◆ GIVEN PROBLEM:
Find "woman's face, the" in the data, then restate the line it sits in and every later line word for word, ending with the last line.

### PROVIDED MATERIAL

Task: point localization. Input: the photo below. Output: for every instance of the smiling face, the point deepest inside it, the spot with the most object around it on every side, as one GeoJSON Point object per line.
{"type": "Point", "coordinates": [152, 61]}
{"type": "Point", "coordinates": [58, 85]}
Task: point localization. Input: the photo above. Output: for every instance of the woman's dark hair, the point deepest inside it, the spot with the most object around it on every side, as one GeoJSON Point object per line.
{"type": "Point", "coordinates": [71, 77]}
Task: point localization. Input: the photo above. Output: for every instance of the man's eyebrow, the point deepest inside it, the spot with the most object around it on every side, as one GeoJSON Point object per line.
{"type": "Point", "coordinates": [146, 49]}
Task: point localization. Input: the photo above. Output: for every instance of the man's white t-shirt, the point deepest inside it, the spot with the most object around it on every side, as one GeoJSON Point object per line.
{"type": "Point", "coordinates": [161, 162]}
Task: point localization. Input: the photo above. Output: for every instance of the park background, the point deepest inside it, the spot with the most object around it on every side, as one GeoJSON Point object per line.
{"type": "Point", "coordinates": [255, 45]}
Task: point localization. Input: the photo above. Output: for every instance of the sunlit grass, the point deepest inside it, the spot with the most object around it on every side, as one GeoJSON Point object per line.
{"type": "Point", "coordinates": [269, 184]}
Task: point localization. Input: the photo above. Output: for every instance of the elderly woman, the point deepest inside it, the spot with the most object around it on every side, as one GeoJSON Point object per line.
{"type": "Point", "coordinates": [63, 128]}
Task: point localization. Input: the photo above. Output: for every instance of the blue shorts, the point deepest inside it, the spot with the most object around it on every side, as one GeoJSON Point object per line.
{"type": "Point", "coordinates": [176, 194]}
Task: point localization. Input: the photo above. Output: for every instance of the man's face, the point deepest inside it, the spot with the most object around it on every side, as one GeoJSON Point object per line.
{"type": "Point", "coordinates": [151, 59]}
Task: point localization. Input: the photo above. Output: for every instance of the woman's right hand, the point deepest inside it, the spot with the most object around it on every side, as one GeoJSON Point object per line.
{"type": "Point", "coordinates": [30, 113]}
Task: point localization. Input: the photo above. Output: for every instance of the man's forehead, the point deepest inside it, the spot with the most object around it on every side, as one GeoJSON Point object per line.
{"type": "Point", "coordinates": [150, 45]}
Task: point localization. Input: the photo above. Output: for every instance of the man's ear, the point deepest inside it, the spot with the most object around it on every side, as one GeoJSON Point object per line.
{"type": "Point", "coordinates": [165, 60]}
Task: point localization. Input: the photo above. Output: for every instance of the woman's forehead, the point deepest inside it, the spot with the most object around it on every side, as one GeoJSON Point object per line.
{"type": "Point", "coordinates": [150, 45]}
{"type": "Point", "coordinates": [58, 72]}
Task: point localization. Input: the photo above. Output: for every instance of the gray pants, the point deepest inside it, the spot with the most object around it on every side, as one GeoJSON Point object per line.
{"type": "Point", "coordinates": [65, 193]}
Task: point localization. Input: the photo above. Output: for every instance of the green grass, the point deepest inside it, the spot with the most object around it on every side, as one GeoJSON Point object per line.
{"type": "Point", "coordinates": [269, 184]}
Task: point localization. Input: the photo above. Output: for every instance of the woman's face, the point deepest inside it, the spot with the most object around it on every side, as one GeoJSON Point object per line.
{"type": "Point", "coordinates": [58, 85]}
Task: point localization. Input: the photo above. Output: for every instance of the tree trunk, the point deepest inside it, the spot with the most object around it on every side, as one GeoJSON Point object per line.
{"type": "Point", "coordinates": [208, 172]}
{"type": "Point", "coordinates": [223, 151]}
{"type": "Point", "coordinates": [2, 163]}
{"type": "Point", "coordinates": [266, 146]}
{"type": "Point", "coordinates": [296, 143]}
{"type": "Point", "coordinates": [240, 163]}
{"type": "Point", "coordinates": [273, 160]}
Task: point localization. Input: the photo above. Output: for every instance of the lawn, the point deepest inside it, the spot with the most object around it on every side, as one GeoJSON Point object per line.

######

◆ RESULT:
Task: point localization. Input: the photo above. Output: for every instance of the woman's face, the point deepest inside it, the spot with the most object around it on every side, as one GeoJSON Point object per line.
{"type": "Point", "coordinates": [58, 85]}
Task: point localization. Input: the photo above. Output: for every instance of the tree trunk, the point deepest inside it, the spot with the most object around it on every side, as one GeoJSON Point object per line.
{"type": "Point", "coordinates": [208, 172]}
{"type": "Point", "coordinates": [223, 151]}
{"type": "Point", "coordinates": [2, 163]}
{"type": "Point", "coordinates": [266, 146]}
{"type": "Point", "coordinates": [296, 143]}
{"type": "Point", "coordinates": [240, 163]}
{"type": "Point", "coordinates": [273, 160]}
Task: point localization. Input: the photo above. Output: for every instance of the lawn, the point deepest inside it, the spot with the most object around it on every side, as one GeoJSON Point object per line.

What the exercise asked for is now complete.